Reproduce every entry below verbatim, line for line.
----
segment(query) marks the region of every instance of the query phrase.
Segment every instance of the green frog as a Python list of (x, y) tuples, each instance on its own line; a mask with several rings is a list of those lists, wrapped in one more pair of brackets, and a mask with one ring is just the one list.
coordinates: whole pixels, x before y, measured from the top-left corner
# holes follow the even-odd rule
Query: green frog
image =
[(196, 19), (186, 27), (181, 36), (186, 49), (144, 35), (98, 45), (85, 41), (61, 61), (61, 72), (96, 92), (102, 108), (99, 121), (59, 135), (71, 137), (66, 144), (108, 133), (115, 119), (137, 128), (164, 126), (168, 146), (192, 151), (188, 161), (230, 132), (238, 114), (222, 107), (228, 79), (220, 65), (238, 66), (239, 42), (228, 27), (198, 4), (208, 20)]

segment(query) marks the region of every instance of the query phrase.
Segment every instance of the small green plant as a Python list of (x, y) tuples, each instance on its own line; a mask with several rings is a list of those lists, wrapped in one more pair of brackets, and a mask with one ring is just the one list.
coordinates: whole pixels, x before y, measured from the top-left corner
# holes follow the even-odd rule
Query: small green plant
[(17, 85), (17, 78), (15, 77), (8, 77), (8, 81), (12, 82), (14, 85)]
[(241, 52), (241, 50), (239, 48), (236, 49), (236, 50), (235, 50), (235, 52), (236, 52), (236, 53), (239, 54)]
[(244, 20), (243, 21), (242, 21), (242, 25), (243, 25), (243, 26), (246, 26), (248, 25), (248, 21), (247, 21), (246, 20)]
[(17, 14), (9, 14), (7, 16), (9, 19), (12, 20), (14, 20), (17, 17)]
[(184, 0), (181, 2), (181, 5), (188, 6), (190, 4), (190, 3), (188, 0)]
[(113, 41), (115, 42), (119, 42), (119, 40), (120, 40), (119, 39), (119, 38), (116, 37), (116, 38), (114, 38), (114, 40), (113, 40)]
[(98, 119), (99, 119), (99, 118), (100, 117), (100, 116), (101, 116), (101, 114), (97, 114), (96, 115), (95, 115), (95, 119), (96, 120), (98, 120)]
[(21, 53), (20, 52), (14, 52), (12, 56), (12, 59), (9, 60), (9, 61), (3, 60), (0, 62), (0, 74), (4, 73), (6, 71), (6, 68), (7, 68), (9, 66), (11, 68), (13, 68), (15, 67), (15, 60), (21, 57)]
----
» RESULT FOR THIS TASK:
segment(query) marks the region of every instance of the query phrase.
Segment every instance of the green frog as a Python list of (x, y) tuples, each instance on its own line; a mask with several rings is a list of those lists, wrapped in one more pair of brackets, and a mask with one ring is just the one list.
coordinates: whole pixels, x before y, measured from the top-left corner
# holes follow the even-odd rule
Query: green frog
image =
[(196, 19), (186, 27), (181, 36), (186, 49), (144, 35), (98, 45), (85, 41), (61, 61), (61, 72), (96, 92), (102, 108), (99, 121), (59, 135), (71, 137), (66, 144), (108, 133), (115, 119), (137, 128), (164, 126), (168, 146), (192, 151), (188, 161), (230, 132), (238, 114), (222, 107), (228, 79), (220, 65), (238, 66), (239, 42), (228, 27), (198, 4), (208, 20)]

segment(query) marks the region of every instance of the query phrase.
Segment every instance of the small green plant as a Python list of (x, y) tuples, each instance on its own line; a mask with several rings is a list of those lists, wrapped in one more pair of brackets, and a mask with one ring is just the one list.
coordinates: whole pixels, x before y, measured from the top-left corner
# holes follow the even-odd rule
Query: small green plant
[(17, 85), (17, 78), (15, 77), (8, 77), (8, 81), (12, 82), (14, 85)]
[(241, 52), (241, 50), (239, 48), (236, 49), (236, 50), (235, 50), (235, 52), (236, 52), (236, 53), (239, 54)]
[(244, 20), (243, 21), (242, 21), (242, 25), (243, 25), (243, 26), (246, 26), (248, 25), (248, 21), (247, 21), (246, 20)]
[(17, 14), (9, 14), (7, 16), (9, 19), (12, 20), (14, 20), (17, 17)]
[(184, 0), (181, 2), (181, 5), (188, 6), (190, 4), (190, 3), (188, 0)]
[(113, 41), (115, 42), (119, 42), (119, 40), (120, 40), (119, 39), (119, 38), (116, 37), (116, 38), (114, 38), (114, 40), (113, 40)]
[(98, 119), (99, 119), (99, 118), (100, 117), (100, 116), (101, 116), (101, 114), (97, 114), (96, 115), (95, 115), (95, 119), (96, 120), (98, 120)]
[(21, 53), (20, 52), (14, 52), (12, 56), (12, 59), (9, 60), (9, 61), (3, 60), (0, 62), (0, 74), (4, 73), (6, 71), (6, 68), (7, 68), (9, 66), (11, 68), (13, 68), (15, 67), (15, 60), (21, 57)]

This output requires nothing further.